Omit the pictures and return every entry exactly as written.

+++ DATA EXTRACT

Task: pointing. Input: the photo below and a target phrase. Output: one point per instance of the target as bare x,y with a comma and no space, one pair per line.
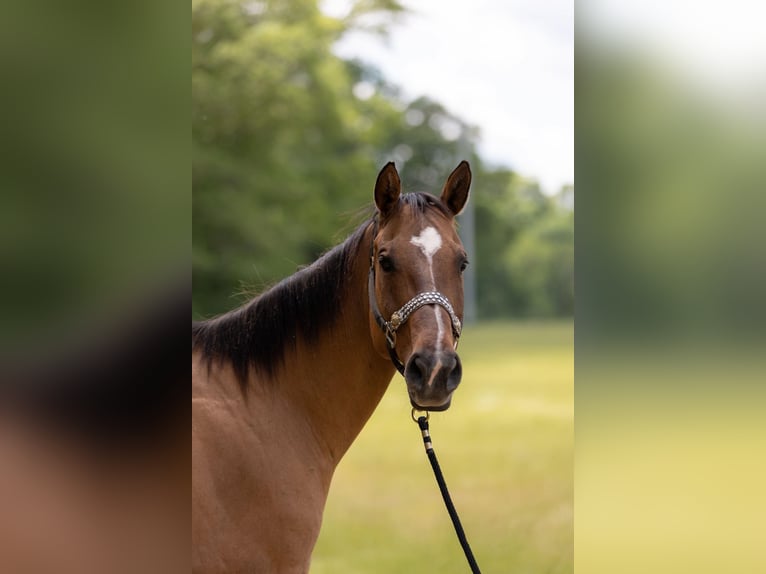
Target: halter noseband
399,318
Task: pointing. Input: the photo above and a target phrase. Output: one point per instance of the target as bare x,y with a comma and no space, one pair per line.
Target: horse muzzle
431,379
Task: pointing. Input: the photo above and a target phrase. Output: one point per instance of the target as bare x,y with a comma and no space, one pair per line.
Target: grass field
506,449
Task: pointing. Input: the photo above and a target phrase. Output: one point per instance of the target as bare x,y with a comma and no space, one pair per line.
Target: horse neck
338,380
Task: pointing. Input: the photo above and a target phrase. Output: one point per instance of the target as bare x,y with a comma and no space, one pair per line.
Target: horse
282,385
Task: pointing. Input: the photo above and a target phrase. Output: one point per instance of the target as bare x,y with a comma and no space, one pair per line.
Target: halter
399,318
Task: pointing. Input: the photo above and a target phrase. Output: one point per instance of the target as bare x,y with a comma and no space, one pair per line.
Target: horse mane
259,333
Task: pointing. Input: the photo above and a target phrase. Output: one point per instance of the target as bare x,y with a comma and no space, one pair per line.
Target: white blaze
429,241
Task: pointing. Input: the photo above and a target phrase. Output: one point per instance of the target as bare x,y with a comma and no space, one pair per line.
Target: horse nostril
453,379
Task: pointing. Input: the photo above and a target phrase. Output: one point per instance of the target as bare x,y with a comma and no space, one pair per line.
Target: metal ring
412,414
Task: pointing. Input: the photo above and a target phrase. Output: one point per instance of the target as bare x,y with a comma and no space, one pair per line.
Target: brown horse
282,386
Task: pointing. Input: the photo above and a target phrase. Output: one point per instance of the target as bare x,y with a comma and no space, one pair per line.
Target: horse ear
455,192
387,189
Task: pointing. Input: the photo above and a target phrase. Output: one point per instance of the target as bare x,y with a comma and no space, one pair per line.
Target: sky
505,66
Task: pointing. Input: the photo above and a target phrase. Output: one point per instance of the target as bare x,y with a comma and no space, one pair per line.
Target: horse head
416,284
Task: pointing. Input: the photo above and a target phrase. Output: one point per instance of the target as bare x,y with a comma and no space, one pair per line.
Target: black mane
258,333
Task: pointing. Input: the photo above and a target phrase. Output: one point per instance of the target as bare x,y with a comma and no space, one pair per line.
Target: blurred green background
287,142
671,275
506,450
288,139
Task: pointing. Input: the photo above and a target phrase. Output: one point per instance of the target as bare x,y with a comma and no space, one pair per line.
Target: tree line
288,139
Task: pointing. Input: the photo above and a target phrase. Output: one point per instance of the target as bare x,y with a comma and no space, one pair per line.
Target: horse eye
385,263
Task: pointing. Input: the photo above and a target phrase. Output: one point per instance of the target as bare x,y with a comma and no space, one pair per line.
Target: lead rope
423,424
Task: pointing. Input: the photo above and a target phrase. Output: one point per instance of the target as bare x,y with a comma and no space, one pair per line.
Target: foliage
287,140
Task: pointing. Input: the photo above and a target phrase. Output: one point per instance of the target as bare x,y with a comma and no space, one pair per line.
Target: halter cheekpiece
399,317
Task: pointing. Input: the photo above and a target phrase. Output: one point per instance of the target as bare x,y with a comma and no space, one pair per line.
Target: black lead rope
423,424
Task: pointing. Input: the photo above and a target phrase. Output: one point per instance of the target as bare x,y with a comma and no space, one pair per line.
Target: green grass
506,449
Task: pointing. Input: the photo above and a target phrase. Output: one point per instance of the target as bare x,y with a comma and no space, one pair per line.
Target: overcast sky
506,66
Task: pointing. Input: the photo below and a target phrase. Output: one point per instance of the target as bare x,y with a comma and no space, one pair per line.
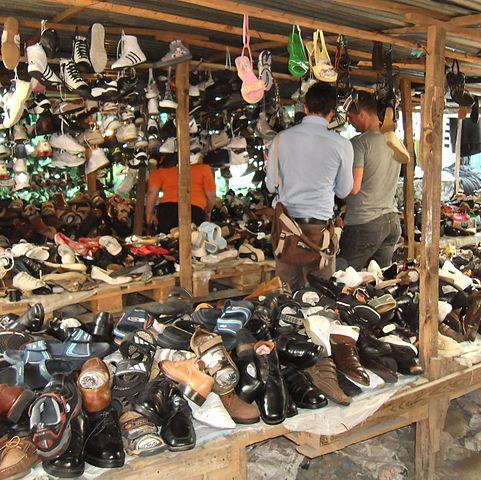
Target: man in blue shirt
315,164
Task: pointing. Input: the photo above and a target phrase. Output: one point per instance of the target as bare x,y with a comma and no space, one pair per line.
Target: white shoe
25,282
96,161
212,412
318,327
131,53
98,55
14,103
110,244
103,276
64,141
39,68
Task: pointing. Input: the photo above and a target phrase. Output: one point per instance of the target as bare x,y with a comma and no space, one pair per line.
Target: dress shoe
163,403
14,401
193,383
346,358
272,396
104,447
51,414
297,350
94,385
17,457
71,463
241,412
323,375
302,390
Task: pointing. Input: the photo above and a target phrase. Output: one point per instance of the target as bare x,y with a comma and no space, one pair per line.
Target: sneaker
64,141
98,54
177,53
168,100
80,53
104,89
72,79
10,43
96,161
131,53
39,68
14,106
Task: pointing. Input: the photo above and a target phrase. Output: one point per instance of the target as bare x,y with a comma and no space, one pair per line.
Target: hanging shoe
131,53
72,79
98,54
80,53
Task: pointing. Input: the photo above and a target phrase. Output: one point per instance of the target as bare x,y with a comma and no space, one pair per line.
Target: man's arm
344,181
357,174
150,203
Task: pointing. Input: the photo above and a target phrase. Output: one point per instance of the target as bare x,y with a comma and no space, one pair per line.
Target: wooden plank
183,143
408,169
140,200
431,138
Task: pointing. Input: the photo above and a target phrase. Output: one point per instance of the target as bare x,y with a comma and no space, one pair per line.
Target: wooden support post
183,144
428,431
408,169
140,200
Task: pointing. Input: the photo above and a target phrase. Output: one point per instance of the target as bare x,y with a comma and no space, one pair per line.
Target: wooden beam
408,169
467,20
395,7
432,144
183,145
67,14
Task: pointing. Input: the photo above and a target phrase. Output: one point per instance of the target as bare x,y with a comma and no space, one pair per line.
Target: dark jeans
374,240
168,215
296,276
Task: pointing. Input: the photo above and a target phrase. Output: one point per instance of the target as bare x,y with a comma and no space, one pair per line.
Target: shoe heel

++++++

WRITTEN ANSWER -
Task: pointing. Input: the photo below and a target phrase. Output: one point per instance of the target as bare x,y with a comma and no space, one pair per line.
Target: halter noseband
399,318
Task: pointing. Input: the photo above and a target phrase. Output: one point per instance of the target as bare x,y with a comma and no space, one pair per line.
Target: horse muzzle
431,379
Task: pointing. Input: the photo above and a target phrase. Output: one point per instance of the target as bare x,y with a comma and no space, one pair per line.
Target: grass field
506,449
Task: pointing. Input: the photo above and a target phrase. Output: one point per instance of the target as bare x,y with a comma and no space, one pair per line.
Target: horse neck
338,380
Task: pointing. Input: the photo above and a target phrase. Output: one point per instance of the target as bare x,y with a comma and no space, one pair per line.
Target: horse
282,385
Task: pointing. Input: the photo above and a target phrase. Output: one point per instance of the target as bare x,y with a comma and no space, one pair per line.
Target: halter
399,318
Task: pointing. Input: the photo above and a target phrase. Output: one point per instance of the target as bare x,y with a comma and no space, one pair per line.
Target: horse mane
259,333
Task: pointing. Input: the photo above and a target phrase. Output: one point per instance of the target as bare x,y with a comma and no space, one pair per line.
Target: white blaze
429,241
Task: pointing. Input: the photo above and a target phrase. Output: one point per instance of the target as bare x,y with a comma and no space, one pair per line.
Target: horse nostril
453,379
Task: pointing. Input: the photo above and a target phrase. Output: one point per instance of the target as bare x,y with a comma and no space, one pair per line.
Target: metal ring
412,414
Task: pointing. Input: the photo above and a target phrase. Output: one point per instance of the target as bare x,y with a comma and no space, one pair per line.
Target: brown horse
282,386
Task: pointing. Input: the photo above and a target phrase. Output: one point per instance of the target as bare x,y with a comma and no space, one pair per line.
Target: horse ear
455,192
387,189
Task: pointing. Input: the photo above and a target phrase. Output: one point per instance of the target as bare x,y with a comma and no space, one pair per line.
Target: sky
505,66
Task: pointing. Input: the photo above and a target phrase. Output: one point per instance of the target as bare x,y with a comma and no space, one pair per line.
Target: horse head
416,284
Task: pointing. Input: the photo above and a target phrase. Output: one point per instance of the target as bare x,y with a comma and no space, one pair per line.
Target: black mane
258,333
Task: pointing. Input: the photo above and a target phrase. Output: one point per instance of the target as bare x,y with a comma and no space, one pair per line.
Target: blurred green background
287,142
671,275
506,450
288,139
Task: pointing. Input: the photo above and a target phrase. Output: one point per instance of the target as bare x,y with a comma and no space, one pair per line.
Target: tree line
288,139
Task: pointing. Input: the photo above and a target phrase. Output: one point per instance of the target as bare x,y with a comma and no space, one pair per line.
Target: horse eye
385,263
Task: pointing. Input: the photo above and a target phrase. Output: one point per instance of the target as bare x,y with a comma and no space, one pair per line.
Target: lead rope
423,424
Task: pointing. Input: the photo above and a target phrase. Output: one point per instance of the target as bare x,y with a comma and no space, one pair per line.
Target: foliage
287,140
Task: pointing. Input: the photo above and a target phrase. Output: one point per instance of the target as bare x,y with a comma and no space, one pair per line.
Target: halter cheekpiece
399,317
Task: pointing. Input: the photo above and a target phrase. Output: one point per instance of the target as bare x,y with a comma and no space, one pair per line.
Target: black lead rope
423,424
Task: pointing. Input: the photo above and a target phrase. Output: one point per instance of the target as bare x,y with a comma and no space, one pair per line.
Target: green grass
506,449
Task: pointing. Input: the photo above and a target phrase. Output: one point per instance of the target as bare x,y with a comma and no space, one pair per line.
Target: overcast sky
506,66
Task: pointing. Input: the photo below and a target phrase. Output: one point per instance of the target as bare x,y with a comma and no space, one pair per line.
Target: man in blue shirt
315,164
Task: pointing. Input: the photo above and a target phrase. Output: one point per instance of the target as bare x,y with a comma and no space, one pair per line.
Target: white shoe
25,282
96,161
212,412
318,327
131,53
98,55
14,103
110,244
103,276
64,141
39,68
Task: pointing. Input: the photo above and a target phrase. Output: one point per instance of the target as bare x,y with a comma and no space, one pair per line.
Target: dress shoe
163,403
14,401
193,383
346,358
272,396
104,447
51,414
297,350
94,385
17,457
71,463
241,412
323,375
302,390
Task: pointing. Input: the photo above and a target phrase. Output: one point per instance of the target as bare x,y with a comma and no space, one pair per line.
Target: sneaker
64,141
98,54
177,53
168,100
80,53
104,89
72,79
10,43
96,161
131,53
39,68
14,106
Task: pointing. Input: the photo above and a target phrase. Output: one point per instance of the target as bare x,y with a comma and no space, one pair per line.
Target: hanging shoe
131,53
72,79
98,54
80,53
Task: pointing. Input: the photo above and a target phrase. Output: one point per instance of the target as bare x,y with a comma and no space, one pair per line.
Target: man's arm
344,181
357,174
150,203
Task: pointing. Input: the photo above and a target phrase. Output: one point per instance of the target as bare x,y with a comma and no space, one pair per line.
Target: wooden plank
183,143
408,169
140,200
431,138
Task: pointing. Input: the photo above and a target phrase. Output: one point per instance of the target as bare x,y with a comma and no space, one pair per line.
Target: wooden support post
183,144
428,431
408,169
140,200
Task: pointing. Input: the photo above and a target phrase. Output: one point per instance of the target as bare x,y with a comma and no space, one pair per line.
Target: wooden beam
408,169
467,20
395,7
432,144
183,145
67,14
Task: pointing. Input: the photo above and a target phrase. Output: one point per instance of the target as bare x,y with a comma and no space, one pair per line.
Target: dark jeans
374,240
168,215
296,276
Task: pointing. Input: the photo above and a target phrase. Output: one point per instance of the target as bare x,y with a comma and no space, one pair per line.
Target: shoe heel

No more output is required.